Items:
○ ○ ○ ○ ○ ○ ○

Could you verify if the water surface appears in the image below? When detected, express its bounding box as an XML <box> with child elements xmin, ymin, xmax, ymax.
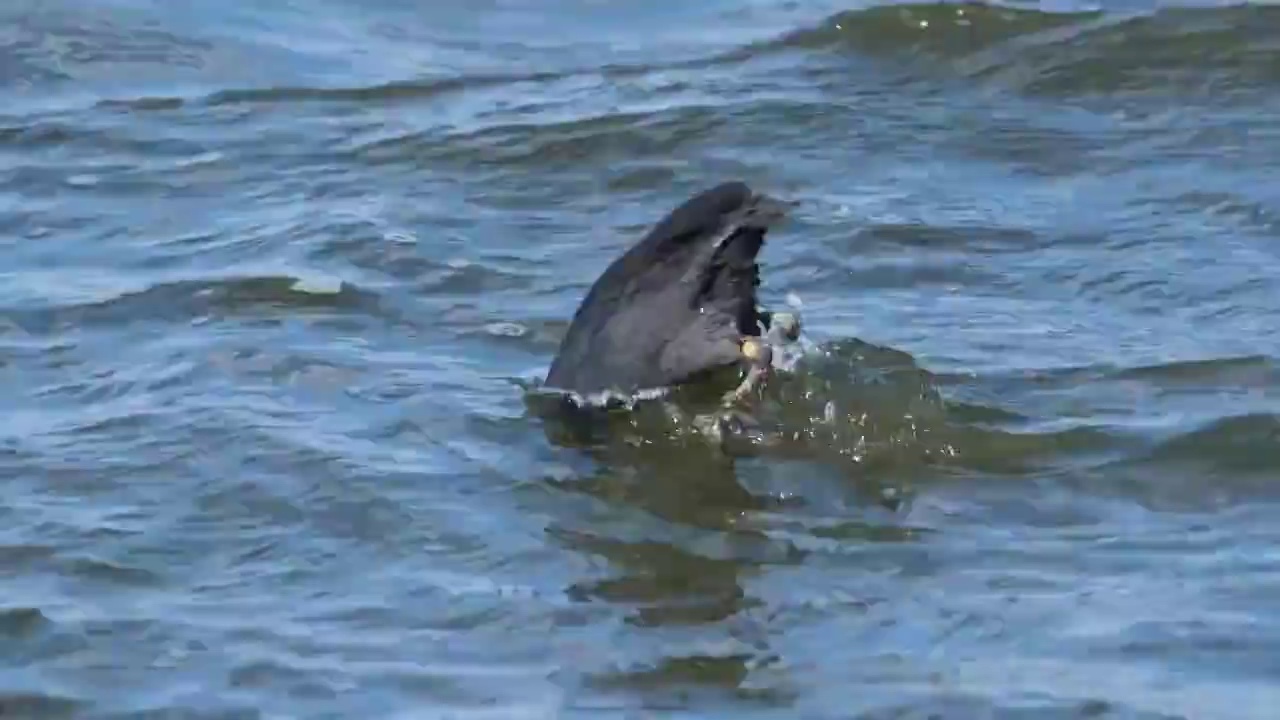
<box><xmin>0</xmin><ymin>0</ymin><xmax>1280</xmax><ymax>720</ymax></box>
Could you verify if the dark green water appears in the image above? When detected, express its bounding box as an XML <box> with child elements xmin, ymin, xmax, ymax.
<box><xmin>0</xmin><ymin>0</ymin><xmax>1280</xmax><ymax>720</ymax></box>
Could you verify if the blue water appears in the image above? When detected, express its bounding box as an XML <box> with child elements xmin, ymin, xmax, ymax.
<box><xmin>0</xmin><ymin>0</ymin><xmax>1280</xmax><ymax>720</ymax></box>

○ ○ ○ ○ ○ ○ ○

To be done: Reproduce every line of the data above, requests included, but shift each bounding box coordinate in the answers up by 15, leaving the requests and their format descriptions unchanged. Omit the pictures from your reply.

The completed task:
Could you verify if the water surface appears in the image below? When detected, express its bounding box as an XML <box> with child elements xmin, ymin, xmax, ymax.
<box><xmin>15</xmin><ymin>15</ymin><xmax>1295</xmax><ymax>735</ymax></box>
Could you verify if the dark green water appears in the image above? When detected, express its bounding box as an XML <box> with child elements xmin, ymin, xmax, ymax.
<box><xmin>15</xmin><ymin>15</ymin><xmax>1295</xmax><ymax>735</ymax></box>
Could you verify if the blue water appears in the image above? When detected, express its bounding box as an XML <box> with child elements xmin, ymin, xmax, ymax.
<box><xmin>15</xmin><ymin>15</ymin><xmax>1295</xmax><ymax>735</ymax></box>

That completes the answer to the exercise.